◆ DESCRIPTION OF THE TASK ◆
Reproduce the lines of the material word for word, starting at the line that contains "Trace the outline of every instance of the horizon" and ending at the line that contains "Give the mask of the horizon line.", both included.

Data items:
──────

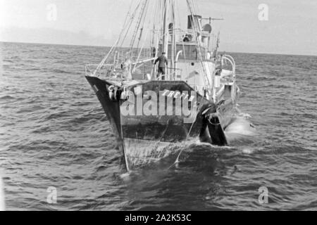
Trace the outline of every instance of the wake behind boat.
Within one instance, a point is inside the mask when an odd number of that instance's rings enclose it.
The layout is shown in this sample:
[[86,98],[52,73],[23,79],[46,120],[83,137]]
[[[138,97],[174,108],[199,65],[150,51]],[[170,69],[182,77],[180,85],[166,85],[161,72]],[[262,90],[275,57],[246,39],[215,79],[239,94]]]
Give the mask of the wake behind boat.
[[189,139],[228,144],[224,131],[238,93],[235,60],[218,53],[215,19],[198,15],[187,0],[182,30],[177,3],[131,5],[114,46],[100,64],[86,66],[128,170],[157,162]]

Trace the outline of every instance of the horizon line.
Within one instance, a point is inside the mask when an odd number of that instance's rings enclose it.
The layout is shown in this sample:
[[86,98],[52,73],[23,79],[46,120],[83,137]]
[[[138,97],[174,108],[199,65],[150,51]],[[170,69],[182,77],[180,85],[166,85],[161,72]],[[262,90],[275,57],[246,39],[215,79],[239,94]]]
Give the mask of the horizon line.
[[[38,42],[23,42],[23,41],[1,41],[0,43],[12,43],[12,44],[46,44],[46,45],[61,45],[69,46],[84,46],[84,47],[102,47],[111,48],[111,46],[101,46],[101,45],[79,45],[79,44],[56,44],[56,43],[38,43]],[[124,48],[124,47],[123,47]],[[127,47],[128,48],[128,47]],[[240,51],[219,51],[220,52],[228,52],[232,53],[244,53],[244,54],[263,54],[263,55],[280,55],[280,56],[317,56],[317,53],[311,53],[311,55],[297,54],[297,53],[283,53],[274,52],[240,52]]]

──────

◆ REPLY TO THE TASK ◆
Trace the outline of every instance of the horizon line.
Within one instance, a point is inside the mask when an odd number of that instance's rings enclose it.
The layout is shown in this sample:
[[86,98],[52,73],[23,79],[46,120],[83,137]]
[[[138,97],[174,108],[199,65],[150,51]],[[170,69],[182,77],[180,85],[166,85],[161,72]],[[262,90],[275,57],[246,39],[215,79],[239,94]]]
Give the mask of the horizon line.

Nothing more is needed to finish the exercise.